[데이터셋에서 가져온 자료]

☆ ☆ ☆ ☆ ☆

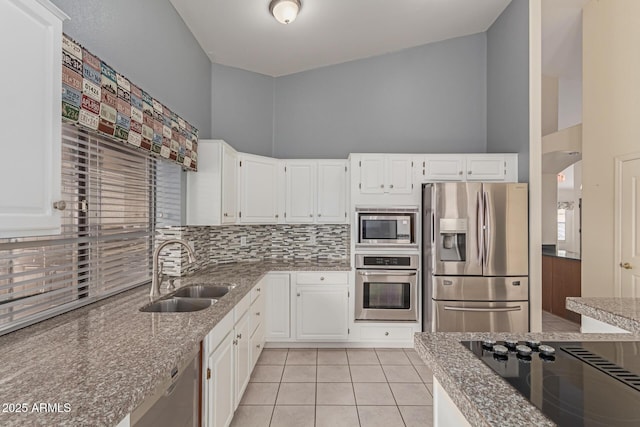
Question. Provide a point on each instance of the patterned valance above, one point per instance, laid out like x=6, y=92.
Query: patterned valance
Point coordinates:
x=96, y=97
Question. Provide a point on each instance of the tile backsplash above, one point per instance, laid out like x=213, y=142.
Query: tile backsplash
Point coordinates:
x=234, y=243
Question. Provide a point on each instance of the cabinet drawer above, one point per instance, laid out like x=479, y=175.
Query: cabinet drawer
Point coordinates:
x=242, y=307
x=320, y=277
x=217, y=334
x=256, y=313
x=390, y=333
x=257, y=291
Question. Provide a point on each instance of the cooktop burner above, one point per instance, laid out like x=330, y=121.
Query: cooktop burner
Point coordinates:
x=572, y=383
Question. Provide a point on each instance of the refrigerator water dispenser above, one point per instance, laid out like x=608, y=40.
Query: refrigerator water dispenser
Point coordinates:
x=453, y=239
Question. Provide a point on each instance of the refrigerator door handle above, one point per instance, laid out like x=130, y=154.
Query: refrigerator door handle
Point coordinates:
x=479, y=225
x=486, y=226
x=480, y=309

☆ ☆ ☆ ☆ ☆

# [할 일]
위 자료에서 "Question. Provide a point on each instance of the cabinet" 문구가 있는 줄부터 "x=257, y=291" 문구가 있는 줄까지(양 끝 줄 포함) 한 줄을 문자열 하나로 삼아 JSON 목록으로 변환하세요. 빈 줄은 넣지 마세요.

# [풀이]
[
  "Question. Provide a point on each instance of the cabinet drawer above, one point per instance, laid out like x=479, y=175.",
  "Query: cabinet drawer",
  "Point coordinates:",
  "x=242, y=307",
  "x=320, y=277",
  "x=217, y=334",
  "x=256, y=313",
  "x=390, y=333",
  "x=257, y=291"
]